■ AIM OF THE TASK
Go to the line that contains "[locate] red flag" and transcribe from there to the end of the entries, that line and the last one included.

■ RECORDS FOR THE EXERCISE
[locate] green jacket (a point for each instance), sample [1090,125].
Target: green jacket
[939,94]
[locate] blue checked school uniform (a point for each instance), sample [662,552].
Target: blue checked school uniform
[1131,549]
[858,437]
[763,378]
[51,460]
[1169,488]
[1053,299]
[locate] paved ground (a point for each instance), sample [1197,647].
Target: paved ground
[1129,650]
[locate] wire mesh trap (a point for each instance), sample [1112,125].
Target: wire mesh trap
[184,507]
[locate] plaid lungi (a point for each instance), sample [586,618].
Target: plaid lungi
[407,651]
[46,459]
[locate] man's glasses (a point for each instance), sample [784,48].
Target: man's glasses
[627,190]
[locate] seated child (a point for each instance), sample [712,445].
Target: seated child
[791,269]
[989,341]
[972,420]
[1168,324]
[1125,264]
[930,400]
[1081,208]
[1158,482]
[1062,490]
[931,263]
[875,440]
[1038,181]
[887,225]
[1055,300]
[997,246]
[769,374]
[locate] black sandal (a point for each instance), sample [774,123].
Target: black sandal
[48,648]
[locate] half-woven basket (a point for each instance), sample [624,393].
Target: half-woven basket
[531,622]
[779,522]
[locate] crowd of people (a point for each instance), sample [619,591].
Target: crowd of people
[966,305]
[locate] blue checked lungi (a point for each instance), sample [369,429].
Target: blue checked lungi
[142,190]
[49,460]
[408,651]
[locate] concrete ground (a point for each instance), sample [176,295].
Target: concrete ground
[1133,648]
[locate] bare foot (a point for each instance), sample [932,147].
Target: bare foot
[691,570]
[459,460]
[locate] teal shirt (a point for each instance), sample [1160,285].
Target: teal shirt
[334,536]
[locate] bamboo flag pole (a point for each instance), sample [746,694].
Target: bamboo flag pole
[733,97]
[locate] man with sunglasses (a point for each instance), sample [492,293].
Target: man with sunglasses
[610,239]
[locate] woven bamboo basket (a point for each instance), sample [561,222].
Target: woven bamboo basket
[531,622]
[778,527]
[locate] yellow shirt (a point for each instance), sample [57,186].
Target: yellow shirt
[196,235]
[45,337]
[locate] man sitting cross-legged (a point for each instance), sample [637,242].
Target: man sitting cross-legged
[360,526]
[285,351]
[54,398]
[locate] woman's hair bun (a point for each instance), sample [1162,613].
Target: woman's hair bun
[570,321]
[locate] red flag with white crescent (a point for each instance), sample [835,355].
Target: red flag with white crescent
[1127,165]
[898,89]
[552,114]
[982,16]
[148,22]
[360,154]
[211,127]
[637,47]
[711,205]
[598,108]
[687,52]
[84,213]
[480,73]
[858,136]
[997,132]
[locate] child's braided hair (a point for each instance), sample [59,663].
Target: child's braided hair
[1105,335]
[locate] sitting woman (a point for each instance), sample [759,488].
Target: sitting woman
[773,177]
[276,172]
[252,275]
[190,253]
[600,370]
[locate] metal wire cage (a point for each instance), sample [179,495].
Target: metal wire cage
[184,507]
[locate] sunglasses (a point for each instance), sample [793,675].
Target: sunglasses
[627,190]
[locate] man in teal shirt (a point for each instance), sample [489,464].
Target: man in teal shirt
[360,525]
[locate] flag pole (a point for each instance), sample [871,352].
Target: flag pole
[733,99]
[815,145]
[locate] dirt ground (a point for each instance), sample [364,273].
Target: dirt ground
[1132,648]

■ WRITTEN SOLUTION
[locate] red flag with white crescent (a point for each instance), sample [835,355].
Target: red flag with white crescent
[1127,165]
[898,89]
[552,114]
[982,16]
[148,22]
[360,154]
[211,127]
[637,47]
[711,205]
[598,108]
[687,52]
[84,213]
[480,73]
[858,136]
[997,132]
[locate] child's braided hair (a point for each instance), sample [59,663].
Target: child's braided hair
[1105,335]
[locate] sitting woman (a point for each instance), sample [759,488].
Target: sitting woman
[773,177]
[276,172]
[252,275]
[190,253]
[600,370]
[locate] metal wire cage (a point for each instance), sample [179,495].
Target: metal wire cage
[184,507]
[locate] sunglasses (a point for each instance), sample [793,675].
Target: sunglasses
[627,190]
[locate] man in teal shirt (a point for each instance), sample [489,464].
Target: man in teal shirt
[360,525]
[locate] flag pole (a point for each instance), sample [871,352].
Target: flag pole
[733,99]
[815,145]
[locate] dirt ground (a point for each instance), sample [364,273].
Target: dirt ground
[1132,648]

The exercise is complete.